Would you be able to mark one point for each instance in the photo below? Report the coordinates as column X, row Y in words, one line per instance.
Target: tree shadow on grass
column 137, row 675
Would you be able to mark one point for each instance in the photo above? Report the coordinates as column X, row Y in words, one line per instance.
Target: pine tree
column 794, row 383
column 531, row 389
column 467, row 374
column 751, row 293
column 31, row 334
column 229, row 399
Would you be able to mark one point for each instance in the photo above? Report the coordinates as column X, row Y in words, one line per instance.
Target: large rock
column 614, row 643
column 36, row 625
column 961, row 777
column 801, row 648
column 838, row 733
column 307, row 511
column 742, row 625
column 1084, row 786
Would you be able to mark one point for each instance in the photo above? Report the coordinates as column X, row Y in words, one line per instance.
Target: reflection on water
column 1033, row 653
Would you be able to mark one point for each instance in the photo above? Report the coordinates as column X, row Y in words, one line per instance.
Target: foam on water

______

Do this »
Word for word, write out the data.

Complete answer »
Would you be able to mark one point for each instance in the photo below? Report the coordinates as column X, row Y in words, one line per instance.
Target: tree shadow on grass
column 137, row 675
Would you be able to mark one point for each instance in the photo above? Report the coordinates as column X, row Y in words, one line per instance.
Target: pine tree
column 794, row 383
column 531, row 389
column 467, row 374
column 751, row 293
column 31, row 334
column 229, row 399
Would you be able to mark one point for each instance in the photo above? Report the coordinates as column X, row Y in words, one line per instance.
Target: large rock
column 614, row 643
column 36, row 625
column 961, row 777
column 801, row 648
column 838, row 733
column 307, row 511
column 742, row 625
column 1084, row 786
Would you be able to mark one point for each instance in the photo above? Report the coordinates as column X, row Y in words, one line per instance.
Target: reflection on water
column 1033, row 653
Would you be able to mark one point for each instance in the photo above? Report the coordinates as column X, row Y in words, one line per instance.
Target: foam on water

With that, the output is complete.